** start of Given records **

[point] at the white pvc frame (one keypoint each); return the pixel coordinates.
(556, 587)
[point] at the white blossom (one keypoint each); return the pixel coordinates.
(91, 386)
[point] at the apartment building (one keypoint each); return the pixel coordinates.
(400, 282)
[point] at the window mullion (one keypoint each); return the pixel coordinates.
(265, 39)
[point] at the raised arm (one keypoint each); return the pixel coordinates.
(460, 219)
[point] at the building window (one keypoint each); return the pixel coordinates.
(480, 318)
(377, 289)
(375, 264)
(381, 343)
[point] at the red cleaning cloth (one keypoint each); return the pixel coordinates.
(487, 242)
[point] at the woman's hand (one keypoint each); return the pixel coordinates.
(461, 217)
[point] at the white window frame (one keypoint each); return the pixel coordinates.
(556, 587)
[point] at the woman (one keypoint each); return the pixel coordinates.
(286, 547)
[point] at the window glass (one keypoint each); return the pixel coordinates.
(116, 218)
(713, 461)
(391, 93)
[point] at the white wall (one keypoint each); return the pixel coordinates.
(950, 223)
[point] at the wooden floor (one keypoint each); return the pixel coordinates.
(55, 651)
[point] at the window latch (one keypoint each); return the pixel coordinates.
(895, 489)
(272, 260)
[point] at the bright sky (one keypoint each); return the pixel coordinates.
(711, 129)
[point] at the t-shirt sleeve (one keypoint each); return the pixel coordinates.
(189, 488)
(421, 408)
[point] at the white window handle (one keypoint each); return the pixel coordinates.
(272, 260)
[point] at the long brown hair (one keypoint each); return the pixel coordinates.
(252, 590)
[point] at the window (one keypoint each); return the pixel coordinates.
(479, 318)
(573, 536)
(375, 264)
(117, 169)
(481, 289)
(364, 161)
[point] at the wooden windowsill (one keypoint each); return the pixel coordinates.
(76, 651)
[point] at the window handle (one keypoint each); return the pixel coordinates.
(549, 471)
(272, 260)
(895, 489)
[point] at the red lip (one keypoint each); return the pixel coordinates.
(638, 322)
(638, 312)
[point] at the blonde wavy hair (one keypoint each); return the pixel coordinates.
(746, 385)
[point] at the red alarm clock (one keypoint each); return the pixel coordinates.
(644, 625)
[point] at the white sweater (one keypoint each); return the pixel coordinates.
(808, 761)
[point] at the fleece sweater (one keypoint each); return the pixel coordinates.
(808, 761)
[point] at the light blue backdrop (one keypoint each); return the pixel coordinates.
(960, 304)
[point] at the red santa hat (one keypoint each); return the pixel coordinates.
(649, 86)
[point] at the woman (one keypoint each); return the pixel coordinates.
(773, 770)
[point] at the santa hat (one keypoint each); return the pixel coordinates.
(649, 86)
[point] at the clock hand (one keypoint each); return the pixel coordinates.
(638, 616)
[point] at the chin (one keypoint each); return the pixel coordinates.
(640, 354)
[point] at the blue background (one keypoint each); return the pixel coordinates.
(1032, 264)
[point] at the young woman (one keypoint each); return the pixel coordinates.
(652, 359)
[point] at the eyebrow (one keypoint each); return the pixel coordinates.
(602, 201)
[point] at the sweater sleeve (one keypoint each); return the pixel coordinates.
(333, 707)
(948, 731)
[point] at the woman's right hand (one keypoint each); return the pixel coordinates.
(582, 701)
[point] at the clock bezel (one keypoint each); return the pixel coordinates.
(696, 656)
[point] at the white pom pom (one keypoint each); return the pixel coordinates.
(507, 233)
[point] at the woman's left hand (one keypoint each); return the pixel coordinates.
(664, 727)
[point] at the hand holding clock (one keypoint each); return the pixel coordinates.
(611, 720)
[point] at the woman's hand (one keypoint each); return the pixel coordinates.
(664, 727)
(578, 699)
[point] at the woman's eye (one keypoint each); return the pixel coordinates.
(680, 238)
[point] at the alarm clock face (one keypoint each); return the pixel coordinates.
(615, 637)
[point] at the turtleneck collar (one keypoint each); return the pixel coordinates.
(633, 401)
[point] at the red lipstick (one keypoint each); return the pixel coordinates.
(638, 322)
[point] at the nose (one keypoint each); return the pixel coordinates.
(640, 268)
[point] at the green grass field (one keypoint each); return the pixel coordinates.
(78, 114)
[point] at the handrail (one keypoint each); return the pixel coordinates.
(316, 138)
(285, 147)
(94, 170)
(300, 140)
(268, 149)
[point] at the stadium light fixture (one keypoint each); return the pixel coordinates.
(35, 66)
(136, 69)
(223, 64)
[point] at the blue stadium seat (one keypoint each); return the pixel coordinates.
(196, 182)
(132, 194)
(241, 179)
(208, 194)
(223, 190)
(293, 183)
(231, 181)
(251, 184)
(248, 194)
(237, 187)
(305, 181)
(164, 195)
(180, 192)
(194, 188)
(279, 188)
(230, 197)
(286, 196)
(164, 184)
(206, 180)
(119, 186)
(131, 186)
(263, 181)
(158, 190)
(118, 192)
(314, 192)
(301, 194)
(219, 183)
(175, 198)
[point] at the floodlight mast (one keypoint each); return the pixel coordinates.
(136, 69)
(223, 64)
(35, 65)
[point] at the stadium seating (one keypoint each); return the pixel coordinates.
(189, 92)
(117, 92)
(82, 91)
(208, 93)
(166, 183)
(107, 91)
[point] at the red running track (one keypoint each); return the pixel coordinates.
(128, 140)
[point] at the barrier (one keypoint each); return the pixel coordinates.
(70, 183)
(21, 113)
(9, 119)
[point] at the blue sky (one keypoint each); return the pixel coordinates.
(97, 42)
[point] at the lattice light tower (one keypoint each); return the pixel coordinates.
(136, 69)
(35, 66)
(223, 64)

** end of Given records **

Put every line from the one containing "[point] at the floodlight" through the end of the material, inclusive, into a JSON list of strings with one string per line, leaving out blank lines.

• _Response_:
[
  "[point] at the floodlight mast (one keypoint each); return the pixel coordinates.",
  "(136, 69)",
  "(223, 64)",
  "(35, 65)",
  "[point] at the stadium seating (one keypoint each); return the pixel coordinates.",
  "(189, 92)",
  "(117, 92)",
  "(82, 91)",
  "(208, 93)",
  "(166, 183)",
  "(107, 91)",
  "[point] at the red running track (one keypoint each); return the pixel coordinates.",
  "(128, 140)",
  "[point] at the barrier (one keypoint each); return the pixel coordinates.",
  "(70, 183)",
  "(21, 113)",
  "(9, 119)",
  "[point] at the blue sky (one keypoint each); return the pixel coordinates.",
  "(97, 42)",
  "[point] at the lattice light tower (one keypoint each); return the pixel coordinates.",
  "(136, 69)",
  "(35, 66)",
  "(223, 64)"
]